* [SZCZEGÓŁY ZADANIA] Przepisz dosłownie fragment tekstu o meczu Śląska Wrocław z Arką Gdynia, zaczynając od słów „Dwukrotni mistrzowie Polski”, a kończąc na słowach „klubu z Trójmiasta.”.

* [WYBRANY FRAGMENT]
========

Vitezlav Lavicka: Padła bramka kontaktowa i były niepotrzebne nerwy

Vitezlav Lavicka: Padła bramka kontaktowa i były niepotrzebne nerwy
Dziurek/Shutterstock
Trener Śląska Wrocław Vitezlav Lavicka nie ukrywał radości po pokonaniu przed własną publicznością Arki Gdynia 2:1 (1:0) w niedzielnym meczu 13. kolejki rozgrywek PKO Ekstraklasy.
Dwukrotni mistrzowie Polski dzięki piątej wygranej w sezonie awansowali na szóste miejsce w tabeli. Zespół z Trójmiasta doznał natomiast siódmej porażki w bieżących rozgrywkach i spadł na piętnastą lokatę w klasyfikacji.
Dalsza część tekstu pod wideo
- W końcówce meczu cierpieliśmy jako zespół. Dla nas ważne jest to, że odnieśliśmy wyczekiwane zwycięstwo. Brakowało w zasadzie tylko pewności siebie w ofensywie - wyznał Lavicka dla oficjalnego serwisu klubu z Trójmiasta.

========

* [MATERIAŁ]
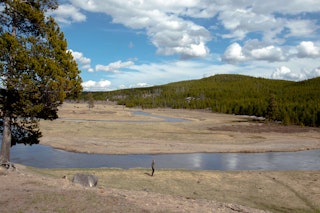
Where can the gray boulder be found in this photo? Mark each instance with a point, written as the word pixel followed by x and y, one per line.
pixel 86 180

========

* [ODPOWIEDŹ DO ZADANIA]
Dwukrotni mistrzowie Polski dzięki piątej wygranej w sezonie awansowali na szóste miejsce w tabeli. Zespół z Trójmiasta doznał natomiast siódmej porażki w bieżących rozgrywkach i spadł na piętnastą lokatę w klasyfikacji.
Dalsza część tekstu pod wideo
- W końcówce meczu cierpieliśmy jako zespół. Dla nas ważne jest to, że odnieśliśmy wyczekiwane zwycięstwo. Brakowało w zasadzie tylko pewności siebie w ofensywie - wyznał Lavicka dla oficjalnego serwisu klubu z Trójmiasta.